● DOCUMENTFRAGMENT
_ _ _ _ _

2.1    Het verzoek strekt tot herziening van de beslissing van de raad van 3 juli 2017. Verzoeker heeft aan zijn verzoek ten grondslag gelegd dat verweerder niet over de juiste adresgegevens van verzoeker beschikt, waardoor hij niet als een cliënt van hem kan worden beschouwd.

 

3    BEOORDELING

3.1    De voorzitter overweegt allereerst dat in de Advocatenwet (hierna: Aw) niet is voorzien in de mogelijkheid om te verzoeken tot herziening van een onherroepelijk geworden uitspraak van de raad. De voorzitter is van oordeel dat de algemene beginselen van behoorlijk (tucht)procesrecht met zich brengen dat in bijzondere gevallen desondanks zou moeten kunnen  worden verzocht om herziening van een onherroepelijk geworden uitspraak. Zij zoekt hierbij aansluiting bij het bepaalde in artikel 52 van de Wet op de Beroepen in de Individuele Gezondheidszorg (hierna: Wet BIG), in welk artikel een regeling is opgenomen aangaande de mogelijkheid tot herziening van onherroepelijke medische tuchtbeslissingen.

Artikel 52 Wet BIG  bepaalt “dat herziening van een onherroepelijk geworden tuchtrechtelijke eindbeslissing waarbij een maatregel werd opgelegd, mogelijk is, wanneer naderhand omstandigheden zijn gebleken die naar ernstig vermoeden tot een afwijkende beslissing zouden hebben geleid, indien zij tijdig bekend waren geworden(…)”.

_ _ _ _ _

Welke nummers staan in het documentfragment aan het begin van een alinea of kopje? Noem ze allemaal.

_ _ _ _ _

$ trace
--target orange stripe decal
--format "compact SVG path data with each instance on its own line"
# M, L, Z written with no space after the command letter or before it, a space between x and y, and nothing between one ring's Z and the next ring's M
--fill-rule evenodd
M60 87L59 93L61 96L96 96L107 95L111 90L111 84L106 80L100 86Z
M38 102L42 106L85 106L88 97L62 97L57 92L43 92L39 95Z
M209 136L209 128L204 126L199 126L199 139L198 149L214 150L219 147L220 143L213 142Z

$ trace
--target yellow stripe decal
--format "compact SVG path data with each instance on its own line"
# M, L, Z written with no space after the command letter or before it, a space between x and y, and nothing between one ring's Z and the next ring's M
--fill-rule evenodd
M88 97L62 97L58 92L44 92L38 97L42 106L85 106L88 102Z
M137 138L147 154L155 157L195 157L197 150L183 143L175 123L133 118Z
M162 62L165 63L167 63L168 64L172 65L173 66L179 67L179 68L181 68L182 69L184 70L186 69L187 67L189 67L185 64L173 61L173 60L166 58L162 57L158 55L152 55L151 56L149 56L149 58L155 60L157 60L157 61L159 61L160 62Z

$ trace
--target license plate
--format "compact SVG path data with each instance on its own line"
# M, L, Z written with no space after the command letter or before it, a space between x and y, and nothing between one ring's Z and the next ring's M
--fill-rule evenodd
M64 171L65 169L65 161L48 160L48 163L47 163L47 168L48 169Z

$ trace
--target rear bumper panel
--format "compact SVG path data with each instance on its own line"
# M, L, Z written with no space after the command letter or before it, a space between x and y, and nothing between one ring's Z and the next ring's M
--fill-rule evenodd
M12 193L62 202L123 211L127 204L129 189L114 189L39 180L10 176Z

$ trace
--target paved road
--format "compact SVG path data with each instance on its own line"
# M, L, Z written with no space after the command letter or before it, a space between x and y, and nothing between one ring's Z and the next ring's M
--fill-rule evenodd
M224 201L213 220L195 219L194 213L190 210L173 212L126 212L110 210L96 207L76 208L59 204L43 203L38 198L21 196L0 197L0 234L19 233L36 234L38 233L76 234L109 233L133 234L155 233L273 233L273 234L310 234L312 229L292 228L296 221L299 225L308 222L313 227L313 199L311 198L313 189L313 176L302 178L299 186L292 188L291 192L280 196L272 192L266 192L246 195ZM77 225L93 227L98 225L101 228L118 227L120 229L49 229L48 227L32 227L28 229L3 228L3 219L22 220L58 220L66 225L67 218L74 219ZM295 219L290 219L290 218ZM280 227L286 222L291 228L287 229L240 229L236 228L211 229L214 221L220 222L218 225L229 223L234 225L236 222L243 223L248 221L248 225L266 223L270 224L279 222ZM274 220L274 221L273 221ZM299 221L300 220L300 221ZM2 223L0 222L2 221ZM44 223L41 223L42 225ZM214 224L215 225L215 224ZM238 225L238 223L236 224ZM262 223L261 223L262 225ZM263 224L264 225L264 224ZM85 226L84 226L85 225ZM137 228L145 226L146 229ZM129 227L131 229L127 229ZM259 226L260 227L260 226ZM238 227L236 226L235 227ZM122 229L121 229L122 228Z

_ _ _ _ _

● ANTWOORD OPDRACHT
2.1, 3 (voor het kopje BEOORDELING) en 3.1.